• [AVAILABLE DATA]:
▼

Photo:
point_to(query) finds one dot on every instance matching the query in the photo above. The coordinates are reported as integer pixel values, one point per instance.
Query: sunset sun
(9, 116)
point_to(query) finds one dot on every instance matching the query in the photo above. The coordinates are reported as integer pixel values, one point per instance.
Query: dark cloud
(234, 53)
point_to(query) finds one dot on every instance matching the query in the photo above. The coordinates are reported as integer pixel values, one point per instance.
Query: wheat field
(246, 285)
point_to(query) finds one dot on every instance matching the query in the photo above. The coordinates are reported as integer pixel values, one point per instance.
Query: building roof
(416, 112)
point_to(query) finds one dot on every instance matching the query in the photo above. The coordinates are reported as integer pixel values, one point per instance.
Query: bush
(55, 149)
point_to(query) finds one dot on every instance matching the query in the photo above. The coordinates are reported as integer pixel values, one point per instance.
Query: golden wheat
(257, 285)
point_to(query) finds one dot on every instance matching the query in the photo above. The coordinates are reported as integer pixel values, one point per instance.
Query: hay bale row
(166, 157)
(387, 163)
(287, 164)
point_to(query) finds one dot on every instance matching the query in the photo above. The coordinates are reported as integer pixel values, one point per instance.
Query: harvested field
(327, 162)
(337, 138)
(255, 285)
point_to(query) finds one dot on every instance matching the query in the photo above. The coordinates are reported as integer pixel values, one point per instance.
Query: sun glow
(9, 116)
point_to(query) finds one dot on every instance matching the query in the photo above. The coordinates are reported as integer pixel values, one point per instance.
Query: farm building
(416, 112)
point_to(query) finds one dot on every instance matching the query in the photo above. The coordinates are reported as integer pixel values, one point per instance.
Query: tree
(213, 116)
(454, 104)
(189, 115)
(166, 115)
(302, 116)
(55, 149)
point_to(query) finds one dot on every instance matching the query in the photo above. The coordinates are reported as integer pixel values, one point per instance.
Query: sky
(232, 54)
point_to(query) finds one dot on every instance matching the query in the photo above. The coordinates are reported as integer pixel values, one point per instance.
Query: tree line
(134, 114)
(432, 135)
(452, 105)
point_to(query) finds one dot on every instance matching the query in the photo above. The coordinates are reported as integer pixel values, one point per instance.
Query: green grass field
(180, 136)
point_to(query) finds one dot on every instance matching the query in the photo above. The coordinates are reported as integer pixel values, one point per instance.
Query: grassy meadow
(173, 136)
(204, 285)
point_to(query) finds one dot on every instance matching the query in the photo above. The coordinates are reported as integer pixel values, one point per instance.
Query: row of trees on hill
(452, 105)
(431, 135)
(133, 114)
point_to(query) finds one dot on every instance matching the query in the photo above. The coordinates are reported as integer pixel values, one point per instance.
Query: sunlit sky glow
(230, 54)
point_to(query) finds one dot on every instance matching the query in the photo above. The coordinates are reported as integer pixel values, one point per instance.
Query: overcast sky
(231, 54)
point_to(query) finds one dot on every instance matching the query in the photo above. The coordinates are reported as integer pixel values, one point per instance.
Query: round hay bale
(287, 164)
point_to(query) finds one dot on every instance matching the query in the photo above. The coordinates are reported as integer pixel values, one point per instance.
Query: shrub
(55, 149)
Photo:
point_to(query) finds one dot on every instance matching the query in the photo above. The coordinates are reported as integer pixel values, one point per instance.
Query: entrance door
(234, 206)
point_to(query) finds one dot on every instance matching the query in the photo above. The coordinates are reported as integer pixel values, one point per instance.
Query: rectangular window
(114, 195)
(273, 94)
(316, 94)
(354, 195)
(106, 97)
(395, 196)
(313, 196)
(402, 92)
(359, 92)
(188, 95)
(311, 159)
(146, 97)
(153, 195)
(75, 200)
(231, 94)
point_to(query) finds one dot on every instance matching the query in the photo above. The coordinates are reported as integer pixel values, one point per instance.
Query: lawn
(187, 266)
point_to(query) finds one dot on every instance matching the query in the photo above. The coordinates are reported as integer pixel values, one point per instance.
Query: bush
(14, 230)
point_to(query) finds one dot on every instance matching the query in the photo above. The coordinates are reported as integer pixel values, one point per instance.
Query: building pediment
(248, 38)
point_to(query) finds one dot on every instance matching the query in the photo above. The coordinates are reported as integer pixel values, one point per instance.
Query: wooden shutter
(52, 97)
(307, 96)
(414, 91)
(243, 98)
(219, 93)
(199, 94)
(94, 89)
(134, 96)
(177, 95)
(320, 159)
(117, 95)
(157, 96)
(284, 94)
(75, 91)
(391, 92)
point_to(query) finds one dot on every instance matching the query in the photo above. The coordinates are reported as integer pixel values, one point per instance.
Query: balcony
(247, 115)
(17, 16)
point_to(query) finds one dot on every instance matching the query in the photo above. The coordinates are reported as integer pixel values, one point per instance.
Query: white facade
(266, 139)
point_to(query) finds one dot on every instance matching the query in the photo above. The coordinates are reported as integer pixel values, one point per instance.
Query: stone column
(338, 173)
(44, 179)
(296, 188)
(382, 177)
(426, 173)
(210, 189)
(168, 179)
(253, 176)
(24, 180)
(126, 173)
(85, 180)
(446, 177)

▲

The material above must be returned in full, exactly as written.

Photo:
point_to(query) finds one dot on every instance matching the query in the photo above. The coordinates are reported as integer pixel values, one point per instance.
Query: sunset sun
(9, 116)
point_to(query) finds one dot on every instance matching the query in the photo above. The coordinates are reported as integer pixel values, one point per instance.
Query: dark cloud
(234, 53)
point_to(query) finds one dot on every instance matching the query in the photo above. The coordinates are reported as integer pixel values, one point per instance.
Query: wheat field
(246, 285)
point_to(query) finds one dot on every instance matching the query in the photo above. The coordinates are reported as integer pixel values, one point per instance.
Query: building roof
(416, 112)
point_to(query) finds one dot on every instance matching the query in the photo above. The coordinates are reported as integer pixel values, one point per instance.
Query: bush
(55, 149)
point_to(query) finds one dot on every instance matching the query in the photo above. The coordinates are reported as integer pixel values, one point per instance.
Query: golden wheat
(257, 285)
point_to(query) finds one dot on every instance matching the query in the photo above. The coordinates are reported as integer pixel values, one point per instance.
Query: hay bale row
(166, 157)
(387, 163)
(287, 164)
point_to(query) finds one dot on every instance matching the query in the photo above. The coordinates are reported as integer pixel values, one point per instance.
Query: harvested field
(327, 162)
(337, 138)
(255, 285)
point_to(query) finds one dot on every instance matching the query in the photo above. The coordinates are reported as integer pixel values, one point per instance.
Query: sun glow
(9, 116)
point_to(query) finds one dot on every instance matching the query in the photo above. The coordinates are reported as integer pixel values, one point per instance.
Query: farm building
(416, 112)
point_to(query) finds one dot on every instance matching the query in the photo above. The coordinates are reported as integer pixel values, one point per instance.
Query: tree
(213, 116)
(454, 104)
(189, 115)
(166, 115)
(302, 116)
(55, 149)
point_to(query) finds one dot on every instance matching the query in the photo above. The coordinates are reported as integer pixel values, one point per instance.
Query: sky
(232, 54)
point_to(query) finds one dot on every instance matching the query in the photo above. The coordinates are reported as integer pixel values, one point per instance.
Query: tree line
(134, 114)
(432, 135)
(452, 105)
point_to(query) finds one dot on every instance matching the query in the photo above. The coordinates are reported as integer pixel values, one point per instance.
Query: green grass field
(180, 136)
point_to(query) finds one dot on every instance matching the query in the photo above. The coordinates are reported as integer pixel values, one point per instance.
Query: grassy meadow
(173, 136)
(204, 285)
point_to(query) finds one dot on every instance matching the query in the photo above. The coordinates are reported as integer pixel values, one point per instance.
Query: row of trees on hill
(452, 105)
(431, 135)
(133, 114)
point_to(query) finds one dot on every instance matching the query in the photo above. The coordinates are reported as integer pixel values, one point per instance.
Query: sunlit sky glow
(230, 54)
point_to(query) finds one dot on every instance matching the query in the photo above. The coordinates are reported as integer pixel values, one point per instance.
Query: overcast sky
(231, 54)
point_to(query) finds one dot on every instance matching the query in the photo above. The coordinates are reported as integer pixel values, one point per instance.
Query: round hay bale
(287, 164)
point_to(query) finds one dot on every instance matching the query in the photo above. The coordinates are reported as integer pixel values, one point per instance.
Query: shrub
(55, 149)
Photo:
point_to(query) finds one dot on every instance matching the query in the photo above. The coordinates are reported as integer pixel values, one point per instance.
Query: entrance door
(234, 206)
point_to(query) finds one dot on every instance matching the query in the photo above. The coordinates are reported as integer pixel values, one point per instance.
Query: rectangular window
(114, 195)
(273, 94)
(316, 94)
(354, 195)
(106, 97)
(395, 196)
(313, 196)
(402, 92)
(359, 92)
(188, 95)
(311, 159)
(146, 97)
(153, 195)
(75, 200)
(231, 94)
point_to(query) finds one dot on every instance matching the query in the photo above. The coordinates are reported as integer pixel values, one point per instance.
Query: lawn
(187, 266)
point_to(query) finds one dot on every instance matching the query in the photo above. The coordinates are reported as integer pixel values, one point per instance.
Query: bush
(14, 230)
point_to(query) finds one dot on every instance matching the query in the photo above. The coordinates are reported as integer pixel values, one point per instance.
Query: building pediment
(248, 38)
point_to(query) finds one dot on every instance matching the query in the photo above. The coordinates are reported as integer pixel values, one point per instance.
Query: wooden shutter
(52, 97)
(307, 96)
(414, 91)
(243, 98)
(219, 93)
(199, 94)
(94, 89)
(134, 96)
(177, 95)
(320, 159)
(117, 95)
(157, 96)
(284, 94)
(75, 91)
(391, 92)
point_to(query) finds one dot on every instance matching the query in the photo above. The coordinates are reported as integer pixel values, one point per instance.
Query: balcony
(247, 115)
(17, 16)
point_to(query) finds one dot on every instance matching the query in the photo above. The coordinates are reported as integer pixel values, one point per instance.
Query: white facade
(266, 139)
point_to(query) finds one dot on every instance matching the query in the photo above. The coordinates are reported as integer pixel values, one point per instance.
Query: stone column
(338, 173)
(44, 179)
(296, 188)
(382, 177)
(426, 173)
(210, 189)
(168, 179)
(253, 176)
(24, 180)
(126, 173)
(85, 180)
(446, 177)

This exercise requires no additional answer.